→ Directions for this task
An exact restatement of all the data is required, with the pictures left out.

→ Records for this task
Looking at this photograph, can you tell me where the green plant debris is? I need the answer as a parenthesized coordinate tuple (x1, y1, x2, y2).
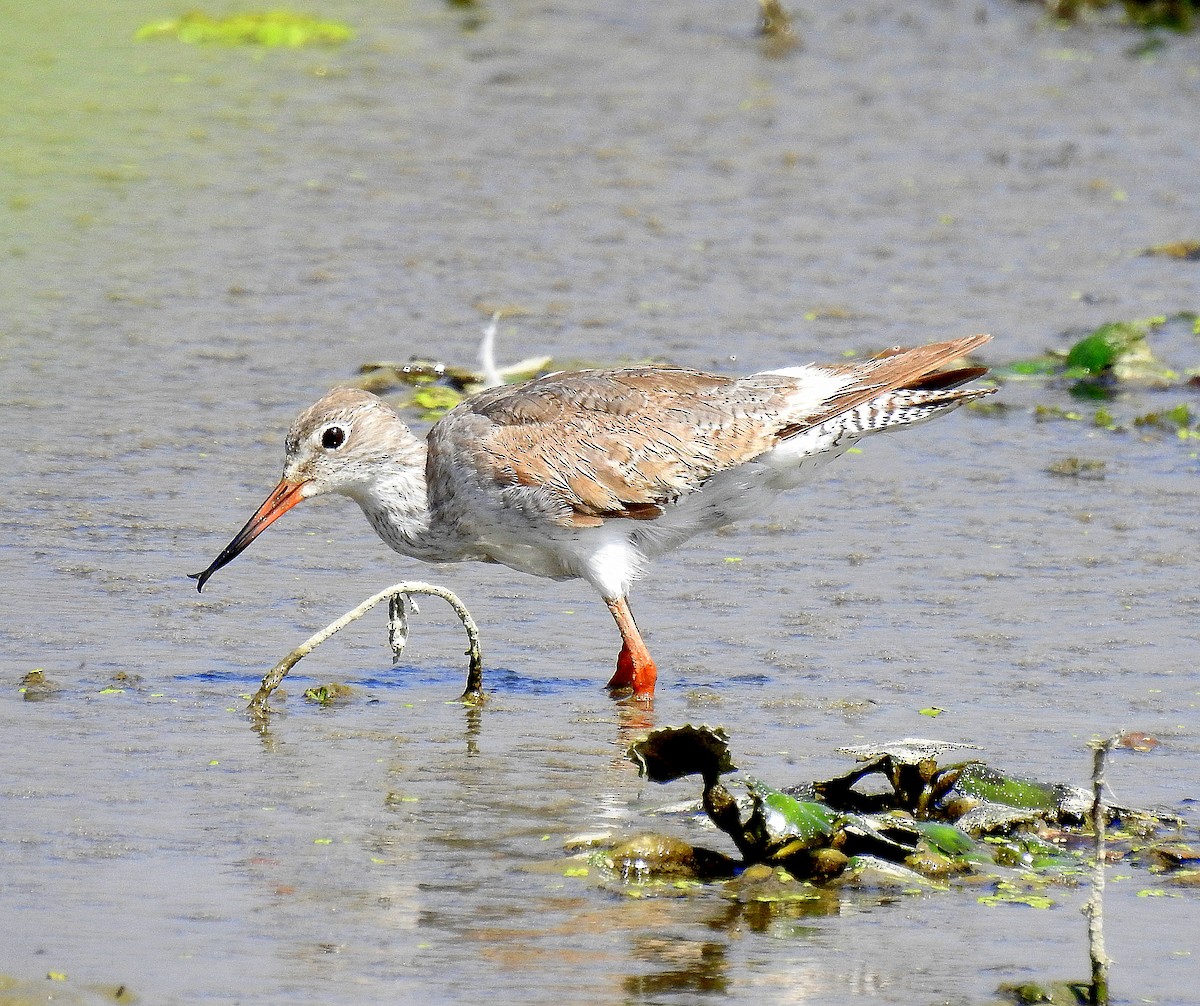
(356, 354, 553, 397)
(1034, 405, 1085, 422)
(996, 315, 1186, 400)
(410, 385, 464, 418)
(1066, 318, 1177, 388)
(303, 682, 354, 705)
(1046, 457, 1107, 479)
(914, 821, 976, 858)
(748, 779, 838, 849)
(1041, 0, 1197, 30)
(135, 11, 355, 47)
(1066, 320, 1158, 376)
(757, 0, 802, 57)
(966, 398, 1010, 417)
(997, 980, 1094, 1004)
(978, 886, 1055, 910)
(19, 668, 46, 688)
(1143, 240, 1200, 260)
(984, 833, 1083, 873)
(951, 764, 1060, 811)
(1090, 402, 1200, 438)
(614, 729, 1183, 894)
(1134, 403, 1193, 430)
(994, 356, 1061, 380)
(18, 667, 60, 701)
(1123, 0, 1196, 30)
(1066, 324, 1135, 375)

→ Your solution
Looking at this photograph, can you tell me where the green plant debris is? I need the answer as a parenthesized coordinate tuple (x1, y1, x2, y2).
(356, 354, 553, 397)
(1034, 405, 1085, 422)
(996, 315, 1186, 400)
(410, 385, 464, 418)
(1066, 318, 1177, 388)
(303, 682, 354, 705)
(1046, 457, 1107, 479)
(914, 821, 976, 858)
(748, 779, 838, 849)
(1041, 0, 1197, 30)
(135, 11, 355, 47)
(1066, 320, 1158, 376)
(757, 0, 802, 57)
(966, 398, 1010, 417)
(997, 980, 1094, 1004)
(978, 886, 1055, 910)
(19, 668, 46, 688)
(1143, 240, 1200, 260)
(984, 833, 1083, 873)
(951, 764, 1060, 811)
(1090, 402, 1200, 438)
(614, 729, 1183, 894)
(1134, 403, 1193, 430)
(994, 356, 1061, 380)
(18, 667, 60, 701)
(1123, 0, 1196, 30)
(1066, 324, 1135, 375)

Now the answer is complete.